Текст для чтения
Закончим, однако, цитирование документа: по суровому настроению уполномоченного райисполкома совсем недавно избранного председателя кресткома А.С.Пушмина заменили другим, да другого не нашли, прямо так и записали. Но А.С.Пушмина все равно вывели из кресткома за то, что он якобы подкулачник.

Вот этот пункт уже совсем опасный: и термин сам, бездоказательно пущенный в оборот, – «подкулачник», легонькое, вполсилы словцо, но отравное; и согласие – в новом, самим же отстроенном Народном доме – отдать Александра Пушмина на распыл... Не есть ли это роковой признак Перекоса, исподволь, как крот, вырывшего ходы под наши деревни?

Нет, далеко не все устроит убежденного демократа в праздничном документе. Я прям-таки с опаской перечитал его трижды и только потом переписал в тетрадь.

Предоставленные сведения
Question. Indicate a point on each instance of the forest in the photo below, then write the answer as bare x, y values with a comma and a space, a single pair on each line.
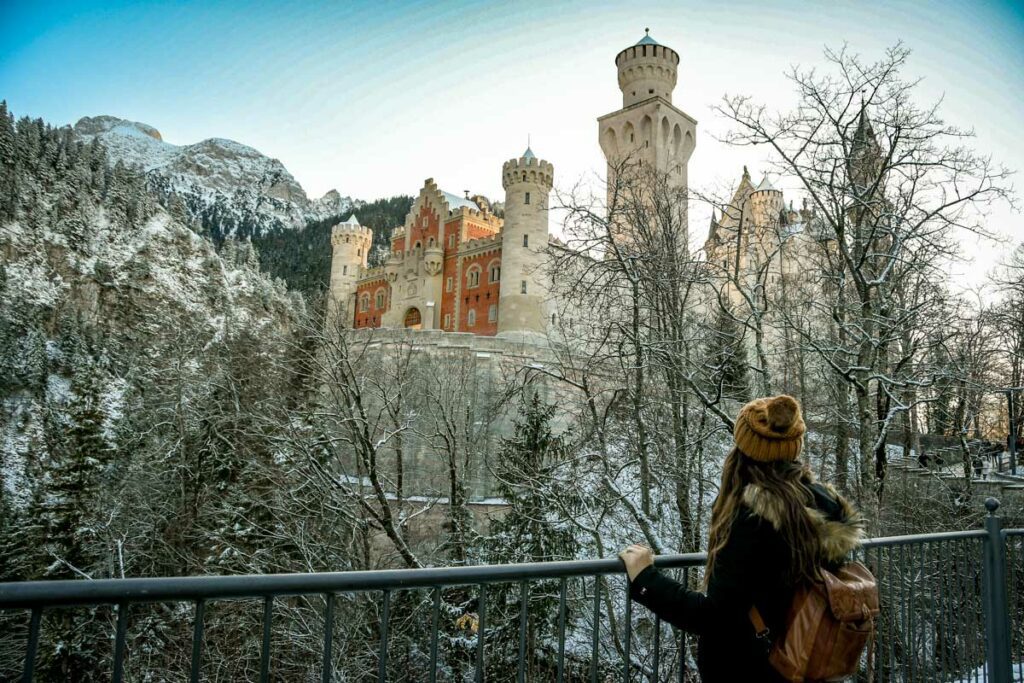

Описание задания
За что, согласно тексту для чтения, А.С.Пушмина вывели из кресткома? Отвечайте, опираясь только на текст для чтения.

Полный ответ
За то, что он якобы подкулачник.